Locate every line in the entries below that contains the string "cabinet" and copy each such line in full. Treat the match as case-sensitive.

Dataset records ::
......
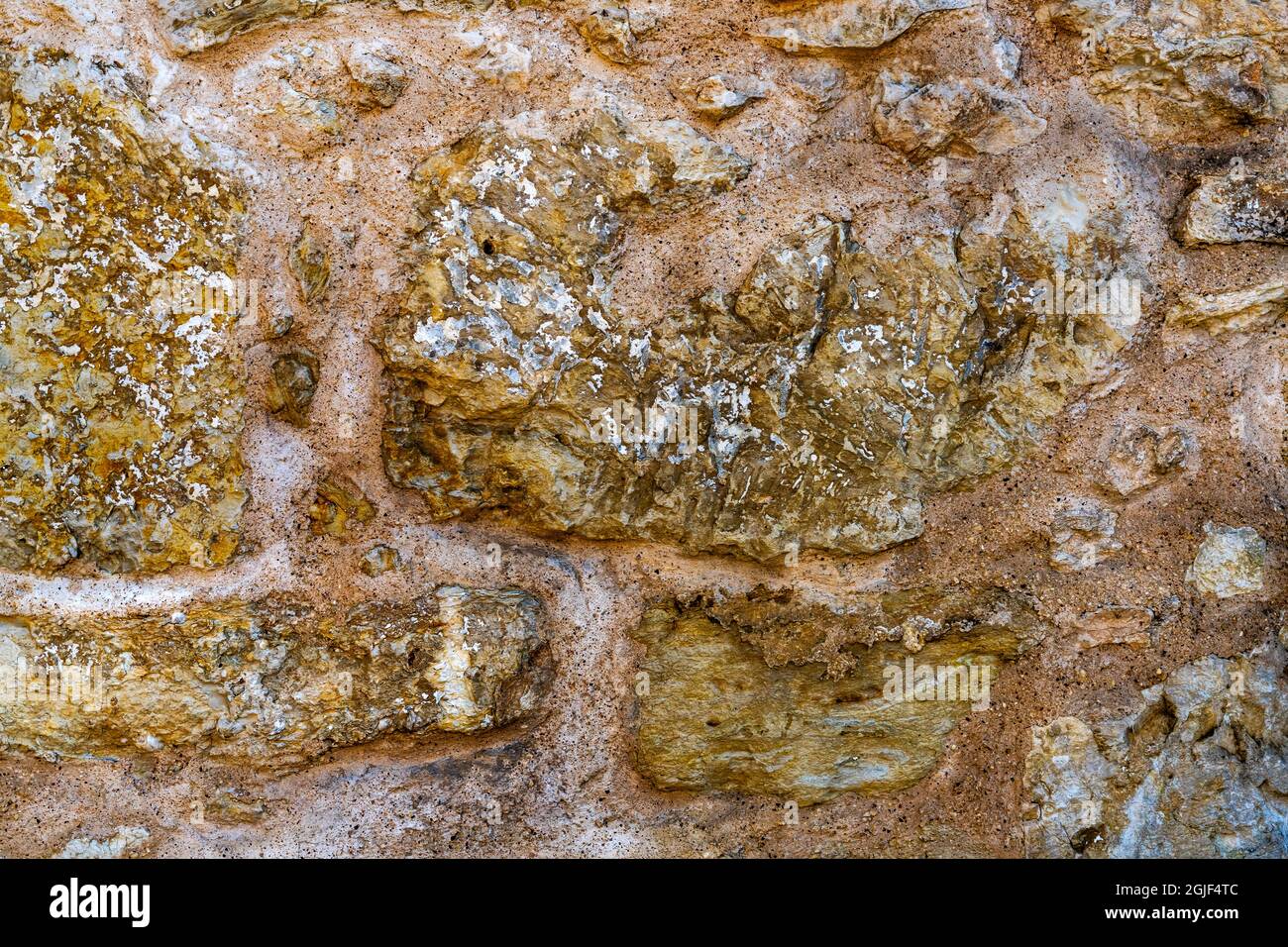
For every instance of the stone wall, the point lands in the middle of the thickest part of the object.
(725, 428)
......
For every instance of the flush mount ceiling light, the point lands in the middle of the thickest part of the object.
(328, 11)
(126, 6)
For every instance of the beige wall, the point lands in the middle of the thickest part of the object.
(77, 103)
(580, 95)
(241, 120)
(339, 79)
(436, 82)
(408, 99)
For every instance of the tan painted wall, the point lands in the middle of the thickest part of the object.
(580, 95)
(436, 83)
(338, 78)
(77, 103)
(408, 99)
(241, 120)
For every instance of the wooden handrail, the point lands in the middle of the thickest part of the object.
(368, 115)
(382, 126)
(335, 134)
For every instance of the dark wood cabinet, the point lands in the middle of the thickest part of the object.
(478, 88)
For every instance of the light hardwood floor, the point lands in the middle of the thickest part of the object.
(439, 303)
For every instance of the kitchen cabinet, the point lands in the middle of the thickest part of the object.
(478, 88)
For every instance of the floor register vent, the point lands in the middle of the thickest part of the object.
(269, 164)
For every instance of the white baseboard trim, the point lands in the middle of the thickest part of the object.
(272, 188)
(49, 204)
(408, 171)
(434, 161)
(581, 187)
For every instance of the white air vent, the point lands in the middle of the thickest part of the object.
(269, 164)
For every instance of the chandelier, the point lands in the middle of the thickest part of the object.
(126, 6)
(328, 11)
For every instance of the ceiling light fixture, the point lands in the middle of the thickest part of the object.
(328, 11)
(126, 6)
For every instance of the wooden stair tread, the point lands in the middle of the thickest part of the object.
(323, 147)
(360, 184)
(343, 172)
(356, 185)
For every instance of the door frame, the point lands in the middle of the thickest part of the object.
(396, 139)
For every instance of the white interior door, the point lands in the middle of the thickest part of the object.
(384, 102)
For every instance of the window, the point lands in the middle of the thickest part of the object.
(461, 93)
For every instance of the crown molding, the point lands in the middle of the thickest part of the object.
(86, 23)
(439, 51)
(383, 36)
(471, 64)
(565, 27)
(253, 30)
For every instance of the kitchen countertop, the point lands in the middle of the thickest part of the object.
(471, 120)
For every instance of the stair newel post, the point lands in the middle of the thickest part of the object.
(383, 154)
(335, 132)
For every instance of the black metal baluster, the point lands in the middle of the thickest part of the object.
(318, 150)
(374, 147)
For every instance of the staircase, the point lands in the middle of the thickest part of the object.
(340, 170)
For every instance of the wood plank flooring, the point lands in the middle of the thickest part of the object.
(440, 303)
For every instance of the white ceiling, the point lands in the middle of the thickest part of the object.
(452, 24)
......
Result for this exercise ::
For every instance of the dark wood cabinet, the point lands in the middle of the thickest part of the object.
For every instance of the kitchen cabinet, the point lands in the middle of the thickest part of the object.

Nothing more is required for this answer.